(Requirement): Extract the lines of the records below, starting at the line that contains "Kindly outline every instance of the clear" and ending at the last line of the records, and reproduce them verbatim.

(Exercise input):
***

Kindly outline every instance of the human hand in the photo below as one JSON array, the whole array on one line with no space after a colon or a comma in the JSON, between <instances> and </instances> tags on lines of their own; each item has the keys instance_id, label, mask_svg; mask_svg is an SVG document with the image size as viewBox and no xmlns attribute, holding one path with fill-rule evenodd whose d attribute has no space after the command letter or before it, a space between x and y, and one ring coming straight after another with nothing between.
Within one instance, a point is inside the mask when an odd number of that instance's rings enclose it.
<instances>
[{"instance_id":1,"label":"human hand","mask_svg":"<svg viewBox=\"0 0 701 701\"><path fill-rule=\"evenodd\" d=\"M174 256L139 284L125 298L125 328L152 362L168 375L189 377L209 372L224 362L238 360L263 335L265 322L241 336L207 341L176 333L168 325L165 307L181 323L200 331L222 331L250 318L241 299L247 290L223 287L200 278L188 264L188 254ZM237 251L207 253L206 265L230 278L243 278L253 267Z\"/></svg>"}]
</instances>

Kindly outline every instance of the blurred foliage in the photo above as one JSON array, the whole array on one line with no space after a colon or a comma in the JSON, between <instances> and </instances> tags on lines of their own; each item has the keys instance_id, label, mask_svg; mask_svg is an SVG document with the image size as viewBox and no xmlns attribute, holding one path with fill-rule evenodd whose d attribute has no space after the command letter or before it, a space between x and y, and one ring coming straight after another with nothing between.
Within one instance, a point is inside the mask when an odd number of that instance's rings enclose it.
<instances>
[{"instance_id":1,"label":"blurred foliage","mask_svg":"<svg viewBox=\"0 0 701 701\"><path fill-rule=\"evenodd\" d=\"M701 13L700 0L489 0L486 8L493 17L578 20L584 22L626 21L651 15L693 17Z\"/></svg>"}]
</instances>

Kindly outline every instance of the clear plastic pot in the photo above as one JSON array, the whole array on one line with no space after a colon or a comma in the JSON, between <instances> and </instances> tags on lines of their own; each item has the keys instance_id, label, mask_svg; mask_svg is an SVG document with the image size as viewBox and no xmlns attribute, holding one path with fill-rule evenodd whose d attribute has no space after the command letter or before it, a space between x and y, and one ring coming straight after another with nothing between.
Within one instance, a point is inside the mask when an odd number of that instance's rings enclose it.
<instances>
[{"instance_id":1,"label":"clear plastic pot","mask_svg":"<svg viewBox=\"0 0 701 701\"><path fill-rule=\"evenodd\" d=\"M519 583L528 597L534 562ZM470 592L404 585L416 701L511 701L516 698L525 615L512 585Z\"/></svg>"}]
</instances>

***

(Task result):
Kindly outline every instance of the clear plastic pot in the photo above as one JSON array, the whole array on one line with no space after a colon or a comma in the JSON, between <instances> and </instances> tags on lines of their own; each item has the keys instance_id, label, mask_svg; mask_svg is an SVG document with the image size as viewBox and no xmlns attribute, holding one path with fill-rule evenodd whose d attribute has no space after the command letter or before it, a space between x and y, and one ring coming straight after another with nothing between.
Within one instance, a point is inside the mask when an odd number of that instance's rings enclose it.
<instances>
[{"instance_id":1,"label":"clear plastic pot","mask_svg":"<svg viewBox=\"0 0 701 701\"><path fill-rule=\"evenodd\" d=\"M519 583L528 597L534 562ZM470 592L404 585L416 701L511 701L516 698L525 615L512 585Z\"/></svg>"}]
</instances>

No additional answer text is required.